Given problem — Your task is to restate the data word for word.

[Begin Data listing]

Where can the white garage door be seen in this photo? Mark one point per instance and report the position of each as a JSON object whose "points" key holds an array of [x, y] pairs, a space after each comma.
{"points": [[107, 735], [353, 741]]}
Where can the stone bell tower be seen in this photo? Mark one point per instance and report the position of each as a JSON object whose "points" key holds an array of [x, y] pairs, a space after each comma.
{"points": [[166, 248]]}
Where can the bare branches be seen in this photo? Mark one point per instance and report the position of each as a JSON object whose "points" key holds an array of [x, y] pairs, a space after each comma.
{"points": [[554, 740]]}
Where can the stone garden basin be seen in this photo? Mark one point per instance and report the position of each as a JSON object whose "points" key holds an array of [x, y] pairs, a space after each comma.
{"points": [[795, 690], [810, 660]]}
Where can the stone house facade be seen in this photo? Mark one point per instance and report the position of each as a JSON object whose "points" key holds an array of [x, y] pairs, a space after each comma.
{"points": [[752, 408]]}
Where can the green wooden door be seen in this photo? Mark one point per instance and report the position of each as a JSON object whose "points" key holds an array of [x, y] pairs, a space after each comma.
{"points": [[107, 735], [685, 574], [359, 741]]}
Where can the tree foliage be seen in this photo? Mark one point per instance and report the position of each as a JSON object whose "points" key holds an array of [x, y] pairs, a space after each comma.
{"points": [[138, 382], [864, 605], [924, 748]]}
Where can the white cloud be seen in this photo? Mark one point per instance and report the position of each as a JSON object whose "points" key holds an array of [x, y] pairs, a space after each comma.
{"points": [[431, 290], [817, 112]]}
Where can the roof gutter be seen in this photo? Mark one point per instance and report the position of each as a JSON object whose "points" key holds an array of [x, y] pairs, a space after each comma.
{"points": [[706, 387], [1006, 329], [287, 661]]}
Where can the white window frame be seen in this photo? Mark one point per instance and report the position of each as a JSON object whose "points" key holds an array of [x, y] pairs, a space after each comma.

[End Data listing]

Task answer —
Where can the white garage door be seen in this photo? Mark one point per instance and report the position of each as a JSON object whose "points" key holds an array of [x, y] pairs, a space after each comma.
{"points": [[107, 735], [353, 741]]}
Where can the stone bell tower be seen in this photo? Mark one point per instance and report the position of each as a JSON object whose "points" key holds an array of [x, y] pairs, a space after each comma.
{"points": [[166, 248]]}
Where can the bare branches be seen in this photo? Mark one point per instance and report the position of each as a JSON object whose "points" key holds an array of [x, y] pairs, a space after each comma.
{"points": [[554, 740]]}
Where can the stone garden basin be seen in this photo? Mark one point per instance and report the position of each as a JSON object whose "points" key holds an array of [x, y] pairs, a space after each comma.
{"points": [[795, 690], [810, 660]]}
Where can the stone house facade be seen in this photo? Mark one point per instance and report the position of each as a JSON object whose "points" key holds an array of [x, y] pairs, a space after each comma.
{"points": [[752, 408]]}
Where can the green wooden door be seen in this photo? Mark one point per instance and report the position of each as a JSON object whose "points" key holds an array of [x, y] pairs, a space after each comma.
{"points": [[107, 735], [685, 574], [359, 741]]}
Where can the tree foliage be seen in this photo? Mark one point per instance and report the position of each as a JSON object whose "points" key holds an array of [x, y] pairs, a space after each comma.
{"points": [[138, 382], [864, 605], [924, 748]]}
Where can the white cloud be seen in this photo? Mark one point per instance and report the position of each as a JSON object whose "points" key holds an array of [x, y] pairs, a space after each comma.
{"points": [[431, 290], [817, 112]]}
Where can the roof gutter be seen in this photo? Mark one point per instance and report the position of each as a JSON object whose "points" key holds an array of [x, y] pairs, a space after each comma.
{"points": [[706, 387], [1006, 329], [287, 661]]}
Where can the white window frame be seen in this photo? Mark one point per instance and report the position of each as a JSON object whose "points" key holds an array of [x, y] pairs, a space after each comma.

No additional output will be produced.